* [Given instruction]
Rewrite the entries below, replacing "a single comma between" with "separated by one comma" everywhere it occurs and leaving everything else untouched.
%%
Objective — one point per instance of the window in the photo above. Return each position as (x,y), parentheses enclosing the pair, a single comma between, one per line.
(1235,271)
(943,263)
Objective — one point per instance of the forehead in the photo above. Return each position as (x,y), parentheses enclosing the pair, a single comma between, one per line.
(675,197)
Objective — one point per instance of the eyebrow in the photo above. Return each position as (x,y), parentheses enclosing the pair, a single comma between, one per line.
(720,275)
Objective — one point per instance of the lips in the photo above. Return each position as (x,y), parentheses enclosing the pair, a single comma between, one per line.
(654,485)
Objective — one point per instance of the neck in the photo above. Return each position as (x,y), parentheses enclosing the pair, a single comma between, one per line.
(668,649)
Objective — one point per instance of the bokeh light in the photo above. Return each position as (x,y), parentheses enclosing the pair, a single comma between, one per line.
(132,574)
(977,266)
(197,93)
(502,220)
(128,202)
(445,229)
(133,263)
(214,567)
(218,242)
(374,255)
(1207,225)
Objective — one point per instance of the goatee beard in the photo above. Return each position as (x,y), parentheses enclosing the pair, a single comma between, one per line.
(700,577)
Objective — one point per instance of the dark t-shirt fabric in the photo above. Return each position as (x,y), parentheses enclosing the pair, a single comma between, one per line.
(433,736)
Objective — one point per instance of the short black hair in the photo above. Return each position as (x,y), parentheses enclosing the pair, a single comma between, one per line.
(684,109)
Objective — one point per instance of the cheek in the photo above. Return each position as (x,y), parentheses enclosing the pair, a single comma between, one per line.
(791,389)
%%
* [Result]
Objective — one point per instance of the window in the photo above. Return each position as (x,y), parentheses enclosing the pair, separated by one comma, one per line.
(1235,271)
(943,263)
Objective — one point per instance of the forehead in the photo above. Return each position as (x,y), parentheses enclosing the pair, separated by one comma, one per line.
(675,197)
Objective — one point per instance of the eyebrow in the photo above. Return each position as (x,y), parentheses enclosing the pair, separated by one comma, one per line.
(720,275)
Objective — one point per instance of the lips in the photo above. Return each position as (x,y), parentheses enclosing the pair, separated by one comma, one per line.
(654,485)
Objective — one point per instance of the neck in the photo above. Return each position as (x,y), parentheses enclosing the pair, separated by one comma, one per line.
(668,649)
Objective — one point per instance of the bokeh light in the photo above. Return each position as (x,y), parentheses enclosing the pair, separated by one comma, one per line.
(132,574)
(977,266)
(197,93)
(502,220)
(128,202)
(445,229)
(133,263)
(214,567)
(218,242)
(374,255)
(1207,225)
Objective — one point per instance of the goatee beard in the photo above. Return each position as (x,y), parentheses enclosing the pair, separated by one comma, one per line.
(700,577)
Objective — one point per instance of the dark t-shirt fabric in the photo above. Return each position as (x,y), parentheses enclosing the pair, separated by one comma, one per line.
(433,736)
Objective — one point per instance of the short black hair in the photo above. Return each position as (x,y), parentheses enclosing the pair, separated by one comma, one per line.
(684,109)
Objective — one point per instance of the cheek in the photo above. Return each position as (x,y), parentheses enclosing the pair, separated by one comma, one per line.
(791,389)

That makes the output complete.